## The records:
-.-.-
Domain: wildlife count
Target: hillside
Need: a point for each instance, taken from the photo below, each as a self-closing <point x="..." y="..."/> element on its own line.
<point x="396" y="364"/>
-.-.-
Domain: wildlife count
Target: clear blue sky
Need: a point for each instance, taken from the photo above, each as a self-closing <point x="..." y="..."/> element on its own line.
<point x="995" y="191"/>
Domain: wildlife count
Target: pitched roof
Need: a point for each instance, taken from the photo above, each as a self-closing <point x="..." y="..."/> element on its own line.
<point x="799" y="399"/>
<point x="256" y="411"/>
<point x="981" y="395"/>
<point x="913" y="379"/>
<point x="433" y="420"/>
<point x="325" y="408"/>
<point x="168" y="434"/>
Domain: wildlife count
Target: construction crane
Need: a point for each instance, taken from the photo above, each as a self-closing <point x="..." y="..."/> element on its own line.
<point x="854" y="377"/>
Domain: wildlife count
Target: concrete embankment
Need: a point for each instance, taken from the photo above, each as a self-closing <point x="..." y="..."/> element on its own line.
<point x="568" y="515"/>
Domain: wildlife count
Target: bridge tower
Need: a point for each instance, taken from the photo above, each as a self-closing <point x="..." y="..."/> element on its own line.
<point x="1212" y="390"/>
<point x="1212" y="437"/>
-.-.-
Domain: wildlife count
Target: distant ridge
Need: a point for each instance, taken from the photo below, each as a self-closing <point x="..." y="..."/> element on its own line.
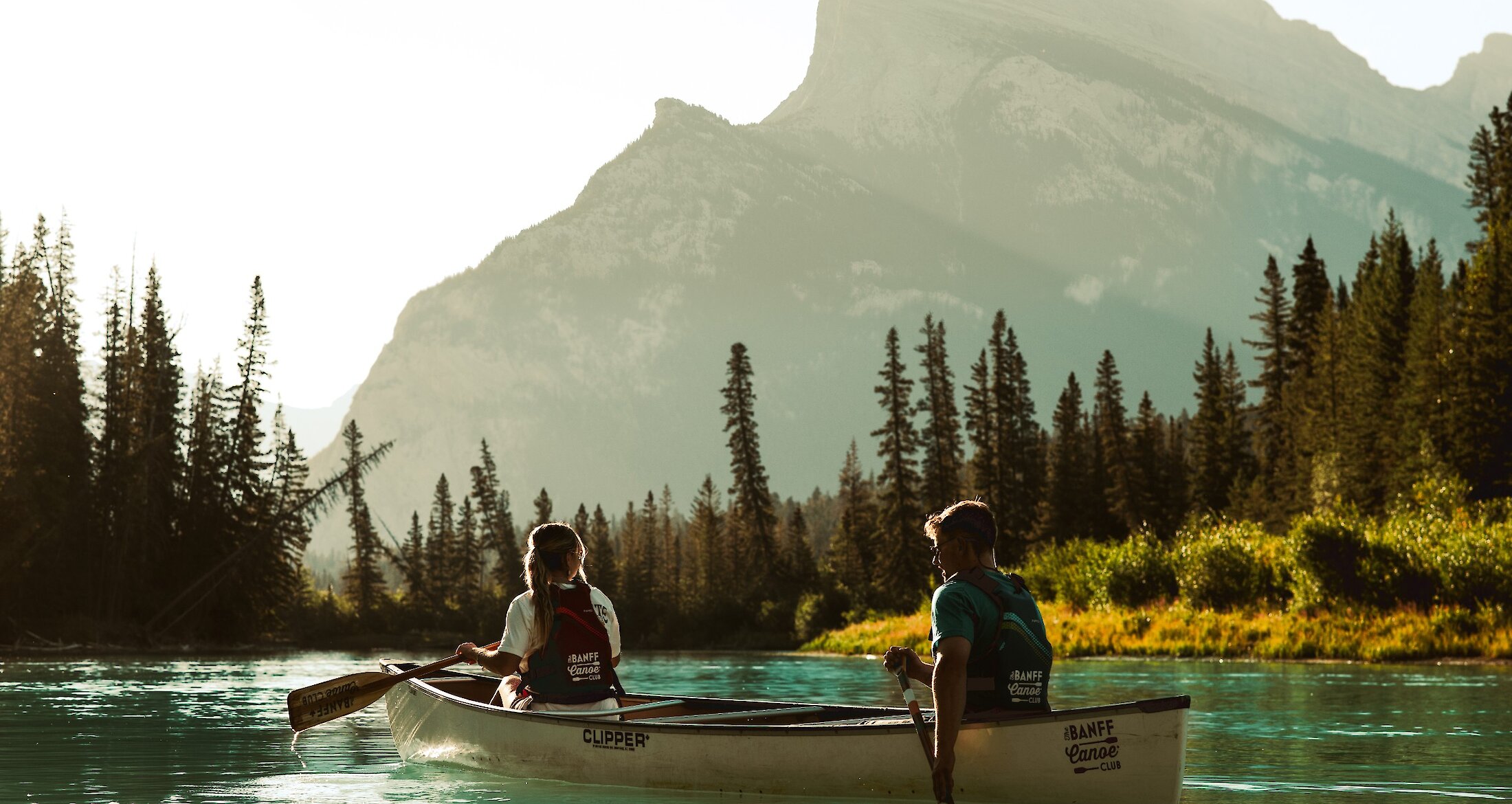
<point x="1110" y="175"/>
-.-.-
## Your assignment:
Each line of the data that holds "Target" should be copied.

## Written response:
Target: hillside
Target: clear blue sky
Target: pitched roof
Target: construction crane
Target: concrete embankment
Target: bridge tower
Target: distant ridge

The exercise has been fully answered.